* **AUFGABENSTELLUNG**: Übersetze den Satz „Nur etwa zehn Prozent der Anwärter überstehen das harte Aufnahmeverfahren.“ aus dem Textauszug über französische Spezialeinheiten ins Englische.

━━ TEXTAUSZUG

GIGN bedeutet "Groupe d'Intervention de la Gendarmerie Nationale", übersetzt also: "Eingreiftruppe der französischen Gendarmerie". Rund 90 Mitglieder gehören dieser Spezialeinheit an. Zwei 15-Mann-Teams sind auf Einsätze im Küstenraum sowie auf See spezialisiert, ebenso viele für den Luftraum. Zusätzlich gibt es ein Logistikteam, ein vier Mann starkes Aufklärungsteam und ein eigener kleiner Geheimdienst. Nur etwa zehn Prozent der Anwärter überstehen das harte Aufnahmeverfahren. Hauptaufgaben sind die Bekämpfung von schwerer Kriminalität und Terrorismus in Inland, vor allem im ländlichen Bereich.

GIPN heißt "Groupes d'Intervention de la Police Nationale", zu Deutsch: "Eingreiftruppen der nationalen Polizei". Diese sind in größeren französischen Städten – außer Paris – und in mehreren französischen Überseegebieten verortet. Auch hier darf nur mitmachen, wer fünf Dienstjahre als Polizist vorweisen kann und nicht älter als Mitte dreißig ist. GIPN wird aktiv bei Meutereien in Gefängnissen, Geiselnahmen oder anderen schweren Kriminalfällen.

━━━━
━━ DIE DATEN

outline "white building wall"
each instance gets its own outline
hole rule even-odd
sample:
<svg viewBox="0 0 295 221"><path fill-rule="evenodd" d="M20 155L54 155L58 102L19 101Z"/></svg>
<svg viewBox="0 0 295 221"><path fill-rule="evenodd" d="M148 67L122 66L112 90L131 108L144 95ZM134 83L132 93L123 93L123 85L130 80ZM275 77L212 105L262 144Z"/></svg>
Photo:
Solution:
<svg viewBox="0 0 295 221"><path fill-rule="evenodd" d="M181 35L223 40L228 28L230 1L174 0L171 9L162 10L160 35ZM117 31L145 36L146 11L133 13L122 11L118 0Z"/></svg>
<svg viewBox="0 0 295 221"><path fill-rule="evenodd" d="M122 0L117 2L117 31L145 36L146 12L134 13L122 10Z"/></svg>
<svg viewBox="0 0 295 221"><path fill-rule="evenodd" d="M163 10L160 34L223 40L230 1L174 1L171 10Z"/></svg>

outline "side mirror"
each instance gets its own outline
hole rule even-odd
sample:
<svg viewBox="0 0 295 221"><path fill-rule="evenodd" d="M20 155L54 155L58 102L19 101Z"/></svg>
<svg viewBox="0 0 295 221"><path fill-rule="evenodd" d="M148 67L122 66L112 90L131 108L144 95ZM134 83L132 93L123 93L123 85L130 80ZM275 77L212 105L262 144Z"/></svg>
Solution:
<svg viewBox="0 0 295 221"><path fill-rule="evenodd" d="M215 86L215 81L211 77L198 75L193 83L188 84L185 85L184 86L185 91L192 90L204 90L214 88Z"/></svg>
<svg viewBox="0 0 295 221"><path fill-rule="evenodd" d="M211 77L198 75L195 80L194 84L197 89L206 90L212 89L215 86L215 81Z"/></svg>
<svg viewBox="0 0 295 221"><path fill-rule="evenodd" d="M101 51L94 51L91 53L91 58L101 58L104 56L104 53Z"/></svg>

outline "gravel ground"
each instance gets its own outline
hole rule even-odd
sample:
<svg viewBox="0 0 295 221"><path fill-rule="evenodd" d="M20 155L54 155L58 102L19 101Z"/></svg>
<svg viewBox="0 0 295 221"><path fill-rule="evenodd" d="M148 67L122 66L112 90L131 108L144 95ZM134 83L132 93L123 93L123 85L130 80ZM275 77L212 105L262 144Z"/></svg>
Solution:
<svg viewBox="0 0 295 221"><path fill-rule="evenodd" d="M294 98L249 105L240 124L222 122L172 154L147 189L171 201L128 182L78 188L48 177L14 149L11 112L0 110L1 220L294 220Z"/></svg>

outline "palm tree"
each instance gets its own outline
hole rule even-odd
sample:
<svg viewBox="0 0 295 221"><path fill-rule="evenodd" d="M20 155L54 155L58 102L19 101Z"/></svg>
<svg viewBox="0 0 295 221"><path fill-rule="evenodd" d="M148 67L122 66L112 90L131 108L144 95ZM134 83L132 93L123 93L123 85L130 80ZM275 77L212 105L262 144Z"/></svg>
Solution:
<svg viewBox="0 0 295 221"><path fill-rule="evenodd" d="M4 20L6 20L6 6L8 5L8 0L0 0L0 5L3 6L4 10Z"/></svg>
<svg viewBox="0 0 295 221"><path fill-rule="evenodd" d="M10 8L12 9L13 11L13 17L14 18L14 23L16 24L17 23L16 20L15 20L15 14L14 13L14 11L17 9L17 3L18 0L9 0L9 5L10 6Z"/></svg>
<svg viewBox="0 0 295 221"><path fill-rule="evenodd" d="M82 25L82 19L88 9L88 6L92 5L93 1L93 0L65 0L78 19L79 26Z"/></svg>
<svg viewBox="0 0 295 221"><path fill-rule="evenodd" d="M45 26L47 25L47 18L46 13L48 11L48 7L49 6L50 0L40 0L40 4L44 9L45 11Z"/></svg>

━━━━

* **LÖSUNG**: Only about ten percent of the candidates make it through the tough selection process.